EXERCISE TASK A -
Find each line in the records below that contains the string "white" and copy those lines. Case counts.

What is ClassSR and how it helps in Super-Resolution Networks?

Super-Resolution is the process of generating a high-resolution image out of a low-resolution input image. Large-sized low-resolution images are usually broken down into small patches and restored back to high-resolution images. Based on the decomposed images’ complexity (patches of the original image), the super-resolution network takes different computation time. A smooth patch with minimal variations such as sky may take less time to super-resolved, whereas a feature-rich patch with a high-degree of variations such as flowers or butterflies may take more time to super-resolve.

CNN-based deep neural networks such as SRCNN, VDSR, SRResNet, EDSR, RDN, RRDB, RCAN, SAN and RFA had introduced the super-resolution domain and developed greatly. However, they have limited practical applications due to their expensive computational costs. Light-weight models such as FSRCNN, ESPCN, LapSRN, CARN, IMDN and PAN have been introduced to improve super-resolution performance while reducing the computational complexity. However, the large-sized real-world tasks and very-high-resolution output devices such as TV monitors challenge the practical implementation of these networks. An approach that utilizes relatively less computational cost without compromising excellent performance has become the need for the super-resolution domain.

Researchers Xiangtao Kong, Hengyuan Zhao, Yu Qiao and Chao Dong have introduced ClassSR, a general super-resolution framework that can be implemented with any existing super-resolution models that we discussed above to accelerate the workflow speed. The ClassSR efficiently utilizes the available computational resources to decompose the original image, super-resolve it, and restore it. It saves around 50% of computational resources in terms of FLOPS for any super-resolution network while improving their performance in most cases.

ClassSR comparison — Comparison of the original super-resolution networks with their corresponding ClassSR implementation on DIV8K dataset.

How does ClassSR work?

The ClassSR framework is a pipeline with two modules: a classification module known as the Class-Module and a super-resolution module known as the SR-Module. Both the modules function simultaneously during deployment. The original large image is broken down into image patches (sub-images) and fed into the Class-Module of the ClassSR. The Class-Module classifies the input image patches into one of the three categories: simple, medium, and hard based on their restoration ability. This module uses newly introduced Class-Loss and Average-Loss to obtain a better classification.

Classification of sub-images of the original input image into three classes: simple, medium and hard.

Once classified, the sub-images are restored to high-resolution using separate networks meant for each sub-images class. The simple sub-images are restored using a simple network, the medium sub-images are restored using a medium network and the hard sub-images are restored using a hard network. The key success behind the ClassSR is due to the fact that the simple sub-images occupy a lot of space in the original given image. A simple network requires a lot less computational resources than that of the medium and the hard networks.

The major difference between the original networks and their ClassSR implementations is that the original networks employ the same full-sized network to restore any sub-image, thus wasting their computational resources. But, the ClassSR uses a full-sized network only for restoring the hard sub-images, a smaller network for the medium sub-images and an even smaller network for the simple sub-images. The whole framework is trained end-to-end with both modules.

[Point labeling records]
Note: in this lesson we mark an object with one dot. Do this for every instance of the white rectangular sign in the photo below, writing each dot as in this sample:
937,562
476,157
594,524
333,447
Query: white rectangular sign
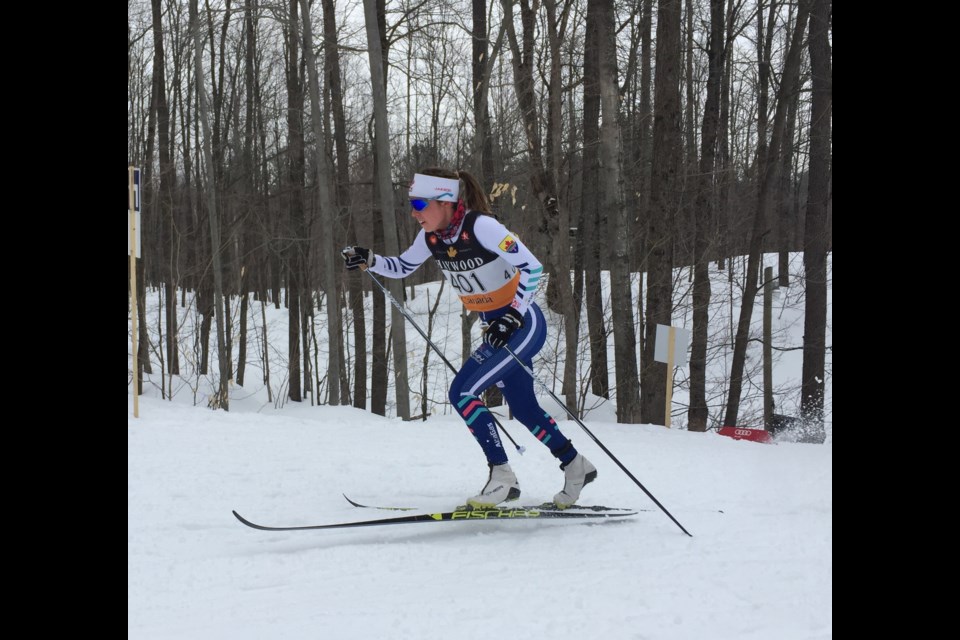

EXERCISE TASK B -
Answer these questions from the ClassSR text above:
(i) About how much of the computational resources, measured in FLOPS, does ClassSR save for a super-resolution network?
(ii) Into which three categories does the Class-Module sort the image patches?
(iii) Which two newly introduced losses does the Class-Module use?

WRITTEN ANSWER A -
Note: in this lesson we mark an object with one dot. Do this for every instance of the white rectangular sign in the photo below, writing each dot as in this sample:
Query: white rectangular sign

WRITTEN ANSWER B -
(i) Around 50%.
(ii) Simple, medium, and hard.
(iii) Class-Loss and Average-Loss.